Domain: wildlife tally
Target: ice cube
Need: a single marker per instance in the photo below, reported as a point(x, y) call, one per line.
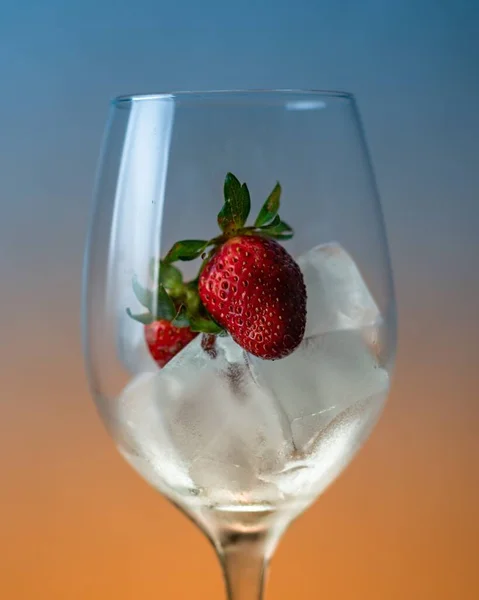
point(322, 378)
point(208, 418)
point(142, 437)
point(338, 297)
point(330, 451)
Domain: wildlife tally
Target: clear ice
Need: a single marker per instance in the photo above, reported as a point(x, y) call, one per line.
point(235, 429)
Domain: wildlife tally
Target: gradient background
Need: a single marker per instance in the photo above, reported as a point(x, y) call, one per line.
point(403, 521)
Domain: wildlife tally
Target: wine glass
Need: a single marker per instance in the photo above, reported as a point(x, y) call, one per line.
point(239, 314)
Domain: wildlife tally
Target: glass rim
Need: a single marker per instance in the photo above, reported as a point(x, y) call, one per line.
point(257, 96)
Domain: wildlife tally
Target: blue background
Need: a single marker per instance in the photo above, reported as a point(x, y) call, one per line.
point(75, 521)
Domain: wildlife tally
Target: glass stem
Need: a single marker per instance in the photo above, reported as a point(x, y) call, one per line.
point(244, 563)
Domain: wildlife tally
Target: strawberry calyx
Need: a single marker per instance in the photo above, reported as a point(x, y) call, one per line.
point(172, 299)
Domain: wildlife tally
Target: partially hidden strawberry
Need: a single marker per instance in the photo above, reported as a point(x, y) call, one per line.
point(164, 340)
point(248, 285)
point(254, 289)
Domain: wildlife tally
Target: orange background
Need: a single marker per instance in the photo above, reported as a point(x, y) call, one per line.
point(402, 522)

---

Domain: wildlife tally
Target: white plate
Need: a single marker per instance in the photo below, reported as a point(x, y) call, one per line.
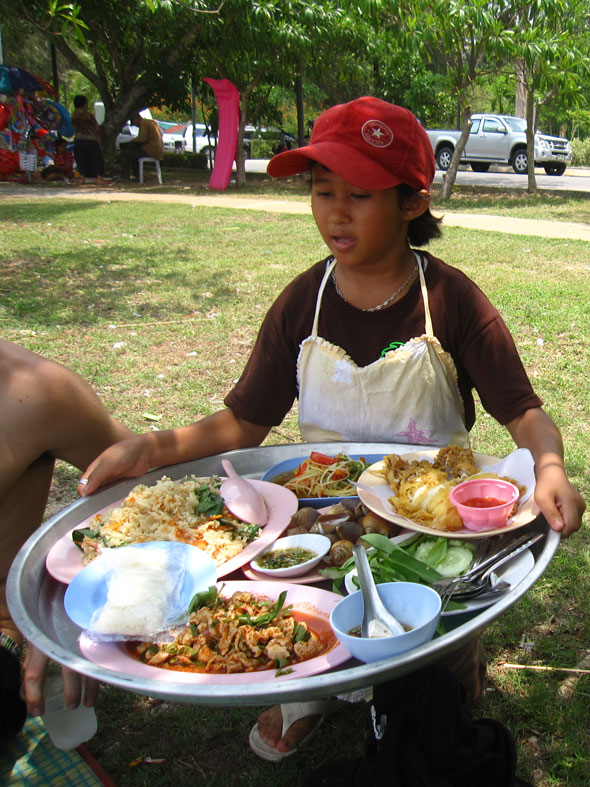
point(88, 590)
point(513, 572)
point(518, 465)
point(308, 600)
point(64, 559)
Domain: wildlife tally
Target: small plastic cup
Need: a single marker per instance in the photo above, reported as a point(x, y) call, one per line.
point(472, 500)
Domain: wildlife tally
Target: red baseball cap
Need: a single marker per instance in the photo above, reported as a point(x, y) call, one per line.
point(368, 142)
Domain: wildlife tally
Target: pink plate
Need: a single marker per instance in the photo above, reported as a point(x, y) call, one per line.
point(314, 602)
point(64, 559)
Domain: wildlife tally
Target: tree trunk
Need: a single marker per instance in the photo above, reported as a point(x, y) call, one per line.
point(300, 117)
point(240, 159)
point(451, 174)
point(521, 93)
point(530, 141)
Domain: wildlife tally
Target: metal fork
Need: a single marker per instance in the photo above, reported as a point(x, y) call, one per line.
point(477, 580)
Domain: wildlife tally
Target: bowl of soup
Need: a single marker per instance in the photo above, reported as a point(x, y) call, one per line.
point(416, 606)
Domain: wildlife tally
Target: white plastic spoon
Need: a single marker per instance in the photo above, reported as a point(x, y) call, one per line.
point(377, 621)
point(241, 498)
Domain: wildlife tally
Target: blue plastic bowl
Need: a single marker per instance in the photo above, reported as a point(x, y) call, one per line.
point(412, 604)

__GIVEN EXERCISE__. List every line in the rows above that contains the word "blue", copying each line in full.

__EXERCISE SOLUTION__.
Target: blue background
Target: blue plastic bowl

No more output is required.